Records from a dataset:
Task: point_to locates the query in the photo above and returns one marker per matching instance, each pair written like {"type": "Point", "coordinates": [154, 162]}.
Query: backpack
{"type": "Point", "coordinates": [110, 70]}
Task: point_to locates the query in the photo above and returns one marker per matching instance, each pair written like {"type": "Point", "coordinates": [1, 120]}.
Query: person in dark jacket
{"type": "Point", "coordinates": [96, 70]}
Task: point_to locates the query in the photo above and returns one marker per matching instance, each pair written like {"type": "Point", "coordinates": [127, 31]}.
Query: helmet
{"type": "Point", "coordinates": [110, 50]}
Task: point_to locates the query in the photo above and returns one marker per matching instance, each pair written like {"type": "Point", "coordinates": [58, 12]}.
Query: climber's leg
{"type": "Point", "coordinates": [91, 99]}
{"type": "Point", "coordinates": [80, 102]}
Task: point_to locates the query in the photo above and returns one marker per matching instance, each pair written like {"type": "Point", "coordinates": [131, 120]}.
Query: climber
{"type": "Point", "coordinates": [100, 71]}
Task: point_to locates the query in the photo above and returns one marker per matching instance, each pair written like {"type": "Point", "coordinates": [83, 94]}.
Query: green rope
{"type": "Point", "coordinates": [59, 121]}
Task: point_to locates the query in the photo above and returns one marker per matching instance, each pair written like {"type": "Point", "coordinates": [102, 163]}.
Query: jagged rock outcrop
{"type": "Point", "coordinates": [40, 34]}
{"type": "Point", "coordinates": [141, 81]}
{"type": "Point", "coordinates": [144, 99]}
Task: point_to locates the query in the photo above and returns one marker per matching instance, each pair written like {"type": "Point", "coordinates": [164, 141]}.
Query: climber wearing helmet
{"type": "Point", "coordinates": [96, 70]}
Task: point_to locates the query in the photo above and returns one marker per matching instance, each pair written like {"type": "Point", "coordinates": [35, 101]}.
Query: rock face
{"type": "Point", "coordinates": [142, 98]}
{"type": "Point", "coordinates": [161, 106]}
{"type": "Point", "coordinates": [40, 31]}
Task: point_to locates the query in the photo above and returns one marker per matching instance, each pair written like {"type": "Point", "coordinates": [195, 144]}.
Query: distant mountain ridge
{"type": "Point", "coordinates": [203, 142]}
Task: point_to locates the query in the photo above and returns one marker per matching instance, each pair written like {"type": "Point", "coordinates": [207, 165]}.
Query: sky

*Task directions*.
What you output should match every line above exactly.

*Response box*.
Task: point_to locates the query in the photo above and returns one marker per matching instance, each pair written like {"type": "Point", "coordinates": [154, 162]}.
Query: backpack
{"type": "Point", "coordinates": [110, 70]}
Task: point_to locates the query in the photo above and returns one marker per matching instance, each pair written like {"type": "Point", "coordinates": [1, 120]}.
Query: person in dark jacket
{"type": "Point", "coordinates": [96, 70]}
Task: point_to locates the query in the photo above and returns one marker per matching instance, each pair written like {"type": "Point", "coordinates": [127, 31]}.
Query: helmet
{"type": "Point", "coordinates": [110, 50]}
Task: point_to locates the query in the photo above and returns one marker per matching instance, each pair written like {"type": "Point", "coordinates": [58, 12]}.
Query: climber's leg
{"type": "Point", "coordinates": [91, 99]}
{"type": "Point", "coordinates": [80, 102]}
Task: point_to locates the query in the photo above and returns one marker per matching instance, each pair written like {"type": "Point", "coordinates": [131, 120]}.
Query: climber
{"type": "Point", "coordinates": [100, 71]}
Task: point_to locates the query in the photo above and returns one marker per matching instance, each pair written like {"type": "Point", "coordinates": [83, 94]}.
Query: green rope
{"type": "Point", "coordinates": [59, 121]}
Task: point_to locates the query in the photo above and returns one marker per matching instance, each pair written like {"type": "Point", "coordinates": [102, 163]}.
Query: jagged rock outcrop
{"type": "Point", "coordinates": [40, 34]}
{"type": "Point", "coordinates": [141, 81]}
{"type": "Point", "coordinates": [144, 99]}
Task: point_to locates the query in the photo above and returns one marker per matching instance, each pair written like {"type": "Point", "coordinates": [164, 141]}.
Query: climber wearing helmet
{"type": "Point", "coordinates": [96, 70]}
Task: point_to locates the query in the photo above and returns one marker per matching instance, each pair written like {"type": "Point", "coordinates": [35, 101]}.
Query: rock face
{"type": "Point", "coordinates": [142, 98]}
{"type": "Point", "coordinates": [161, 106]}
{"type": "Point", "coordinates": [40, 31]}
Task: point_to locates the query in the photo above and returns one marker per matching instance, each pair written like {"type": "Point", "coordinates": [195, 144]}.
Query: distant mountain ridge
{"type": "Point", "coordinates": [203, 142]}
Task: point_to locates the query in the photo above and returns one marker per matching instance, each pair written like {"type": "Point", "coordinates": [207, 165]}.
Query: sky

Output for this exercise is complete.